§ **GOAL**: Copy the passage of the SMT scheduling thread from "That's the sort" to "capacity is not)." word for word.

§ **ARTICLE**:
Yes for an average workload, 4 SMT threads are slower than 2 full
cores.  

> 
> > Would another possibility be changing capacity a scaled value (like
> > cpu_power is now) rather than a small integer as it is now.  For
> > example, a scaled capacity of 1024 would be equivalent to a capacity of
> > 1 now.  This might enable us to handle partial capacities better?  We'd
> > probably have to scale a bunch of nr_running too.  
> 
> Right, so my proposal was to scale down the capacity divider (currently
> 1024) to whatever would be the base capacity for that cpu. Trouble seems
> to be that that makes group capacity a lot more complex, as you would
> end up needing to average all the cpu's their base capacity.
> 
> Hrmm, my brain seems muddled but I might have another solution, let me
> ponder this for a bit..

Great!

Mikey
Peter Zijlstra - April 19, 2010, 2:49 p.m.
On Mon, 2010-04-19 at 07:34 +1000, Michael Neuling wrote:
> > Are there any numbers available on how much they gain? It might be worth
> > to stick in real numbers instead of this alleged 15%.
> 
> I get some gain numbers but obviously the workloads makes a huge
> difference.  From a scheduler perspective, I assume an
> average/representative gain is best rather than an optimistic or
> pessimistic one?

Yeah, average would be best.

> We'll have different gains for SMT2 and SMT4, so we could change the
> gain dynamically based on which SMT mode we are in.  Does that seem like
> something we should add as an arch hook?  

That's the sort of thing you can use arch_scale_smt_power() for. But be
weary to not fall into the same trap I did with x86, where I confused
actual gain with capacity (When idle the actual gain is 0, but the
capacity is not).
Michael Neuling - April 19, 2010, 8:45 p.m.
In message <1271688543.1488.253.camel@laptop> you wrote:
> On Mon, 2010-04-19 at 07:34 +1000, Michael Neuling wrote:
> > > Are there any numbers available on how much they gain? It might be worth
> > > to stick in real numbers instead of this alleged 15%.
> > 
> > I get some gain numbers but obviously the workloads makes a huge
> > difference.  From a scheduler perspective, I assume an
> > average/representative gain is best rather than an optimistic or
> > pessimistic one?
> 
> Yeah, average would be best.

Ok.

> > We'll have different gains for SMT2 and SMT4, so we could change the
> > gain dynamically based on which SMT mode we are in.  Does that seem like
> > something we should add as an arch hook?

Pointing records
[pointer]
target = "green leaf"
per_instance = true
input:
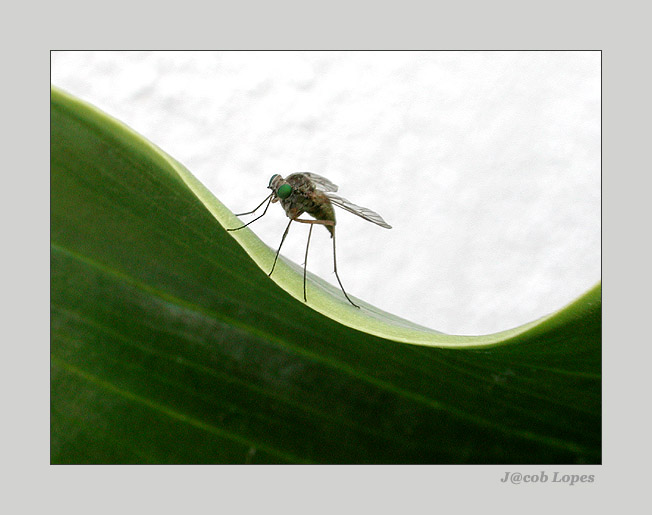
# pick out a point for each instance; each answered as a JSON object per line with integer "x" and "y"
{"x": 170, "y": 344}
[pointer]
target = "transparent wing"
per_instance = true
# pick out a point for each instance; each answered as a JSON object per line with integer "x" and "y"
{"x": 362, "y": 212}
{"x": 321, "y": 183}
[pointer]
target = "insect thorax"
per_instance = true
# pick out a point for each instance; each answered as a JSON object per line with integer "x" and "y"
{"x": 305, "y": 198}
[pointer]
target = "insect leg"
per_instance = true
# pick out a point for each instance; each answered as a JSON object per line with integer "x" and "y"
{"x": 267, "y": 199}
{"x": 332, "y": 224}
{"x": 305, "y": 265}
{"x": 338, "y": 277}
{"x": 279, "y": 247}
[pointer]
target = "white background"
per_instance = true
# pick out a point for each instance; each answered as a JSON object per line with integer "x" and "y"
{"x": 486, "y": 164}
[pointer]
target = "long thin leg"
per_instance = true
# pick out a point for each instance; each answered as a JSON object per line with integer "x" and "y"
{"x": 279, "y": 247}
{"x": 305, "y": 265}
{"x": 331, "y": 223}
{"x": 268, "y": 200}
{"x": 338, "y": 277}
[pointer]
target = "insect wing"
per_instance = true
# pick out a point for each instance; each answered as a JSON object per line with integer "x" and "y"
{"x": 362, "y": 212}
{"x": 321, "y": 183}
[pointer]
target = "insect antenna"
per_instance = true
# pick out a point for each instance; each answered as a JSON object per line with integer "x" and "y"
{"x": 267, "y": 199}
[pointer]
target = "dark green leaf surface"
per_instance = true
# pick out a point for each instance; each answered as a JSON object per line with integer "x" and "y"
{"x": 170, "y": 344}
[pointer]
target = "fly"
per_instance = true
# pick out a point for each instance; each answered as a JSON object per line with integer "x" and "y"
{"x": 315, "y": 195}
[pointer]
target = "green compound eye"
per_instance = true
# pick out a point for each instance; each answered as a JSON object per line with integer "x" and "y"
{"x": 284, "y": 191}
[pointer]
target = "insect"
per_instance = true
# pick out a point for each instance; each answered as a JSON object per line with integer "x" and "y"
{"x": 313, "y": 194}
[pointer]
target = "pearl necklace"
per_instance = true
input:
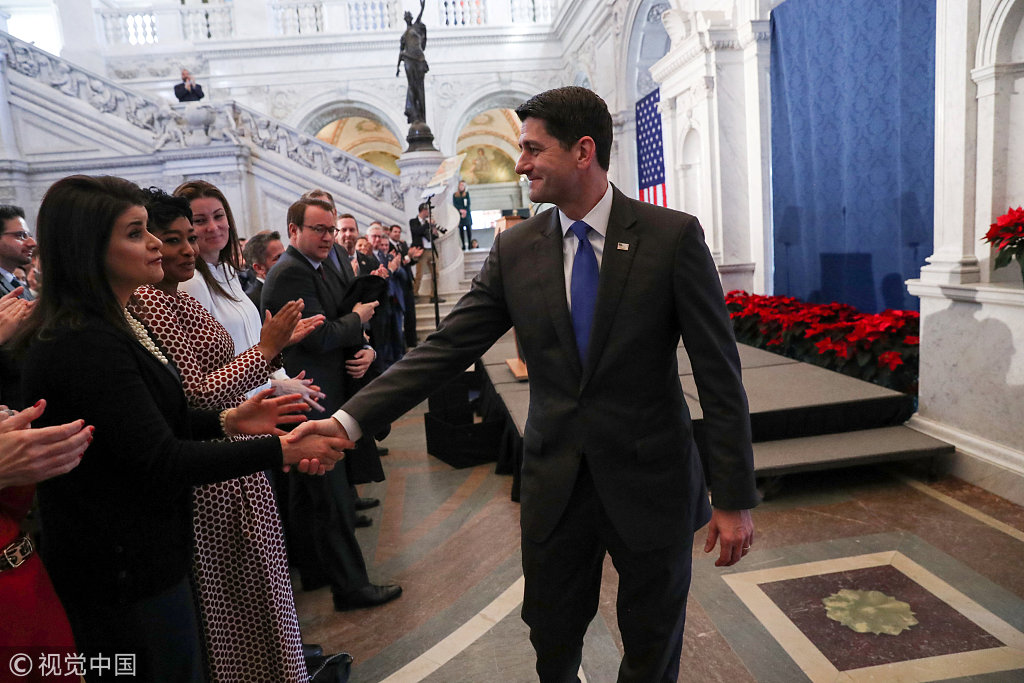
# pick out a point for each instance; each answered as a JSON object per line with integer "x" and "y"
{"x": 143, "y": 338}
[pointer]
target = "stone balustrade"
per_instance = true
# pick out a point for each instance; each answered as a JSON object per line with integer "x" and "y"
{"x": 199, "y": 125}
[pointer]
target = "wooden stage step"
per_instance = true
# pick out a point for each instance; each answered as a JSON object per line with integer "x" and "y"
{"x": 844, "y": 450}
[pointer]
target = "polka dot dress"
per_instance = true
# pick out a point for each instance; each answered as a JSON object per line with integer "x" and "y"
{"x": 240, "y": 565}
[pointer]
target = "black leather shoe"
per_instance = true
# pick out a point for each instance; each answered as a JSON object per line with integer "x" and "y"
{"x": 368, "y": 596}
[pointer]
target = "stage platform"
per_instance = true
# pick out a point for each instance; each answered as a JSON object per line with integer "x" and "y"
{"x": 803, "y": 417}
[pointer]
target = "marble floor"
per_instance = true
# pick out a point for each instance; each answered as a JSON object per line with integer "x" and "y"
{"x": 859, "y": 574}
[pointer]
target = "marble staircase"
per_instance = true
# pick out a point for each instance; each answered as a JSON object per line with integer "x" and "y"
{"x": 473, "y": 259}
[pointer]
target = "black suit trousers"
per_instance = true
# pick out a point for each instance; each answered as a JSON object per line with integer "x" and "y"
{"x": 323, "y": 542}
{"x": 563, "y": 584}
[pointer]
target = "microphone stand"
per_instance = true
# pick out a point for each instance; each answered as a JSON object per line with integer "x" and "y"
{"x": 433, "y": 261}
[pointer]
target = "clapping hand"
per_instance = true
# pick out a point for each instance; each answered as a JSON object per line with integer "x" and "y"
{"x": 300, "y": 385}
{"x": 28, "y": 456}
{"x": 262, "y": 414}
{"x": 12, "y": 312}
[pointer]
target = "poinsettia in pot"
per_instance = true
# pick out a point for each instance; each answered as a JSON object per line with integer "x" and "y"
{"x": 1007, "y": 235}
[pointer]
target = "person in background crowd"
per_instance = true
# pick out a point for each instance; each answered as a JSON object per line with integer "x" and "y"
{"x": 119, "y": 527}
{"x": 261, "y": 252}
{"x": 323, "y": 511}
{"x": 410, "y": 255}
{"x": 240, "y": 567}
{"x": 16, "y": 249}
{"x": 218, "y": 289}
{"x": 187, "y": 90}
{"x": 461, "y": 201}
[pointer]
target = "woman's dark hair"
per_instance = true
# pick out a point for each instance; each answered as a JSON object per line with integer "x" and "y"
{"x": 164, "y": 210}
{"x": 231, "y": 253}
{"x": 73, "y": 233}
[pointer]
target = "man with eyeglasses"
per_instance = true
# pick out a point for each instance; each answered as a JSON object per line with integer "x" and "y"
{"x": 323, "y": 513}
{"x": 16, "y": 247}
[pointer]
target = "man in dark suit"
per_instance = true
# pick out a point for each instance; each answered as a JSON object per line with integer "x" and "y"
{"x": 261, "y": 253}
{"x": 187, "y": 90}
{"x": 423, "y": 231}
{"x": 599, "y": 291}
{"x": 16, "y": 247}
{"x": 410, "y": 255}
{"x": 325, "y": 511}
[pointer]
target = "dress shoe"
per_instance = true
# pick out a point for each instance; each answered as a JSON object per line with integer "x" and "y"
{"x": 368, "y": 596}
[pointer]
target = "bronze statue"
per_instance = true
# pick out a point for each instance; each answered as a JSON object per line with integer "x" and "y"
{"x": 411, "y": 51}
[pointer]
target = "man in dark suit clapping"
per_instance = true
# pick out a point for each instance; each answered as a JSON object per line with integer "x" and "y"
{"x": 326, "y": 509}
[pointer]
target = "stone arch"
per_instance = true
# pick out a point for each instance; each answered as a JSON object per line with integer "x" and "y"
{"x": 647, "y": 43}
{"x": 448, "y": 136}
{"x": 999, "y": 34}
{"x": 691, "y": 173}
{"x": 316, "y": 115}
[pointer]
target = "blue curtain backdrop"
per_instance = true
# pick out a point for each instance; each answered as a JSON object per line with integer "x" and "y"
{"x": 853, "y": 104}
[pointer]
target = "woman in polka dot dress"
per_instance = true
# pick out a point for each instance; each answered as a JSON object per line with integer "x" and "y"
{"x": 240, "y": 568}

§ **RESULT FOR THIS TASK**:
That's the sort of thing you can use arch_scale_smt_power() for. But be
weary to not fall into the same trap I did with x86, where I confused
actual gain with capacity (When idle the actual gain is 0, but the
capacity is not).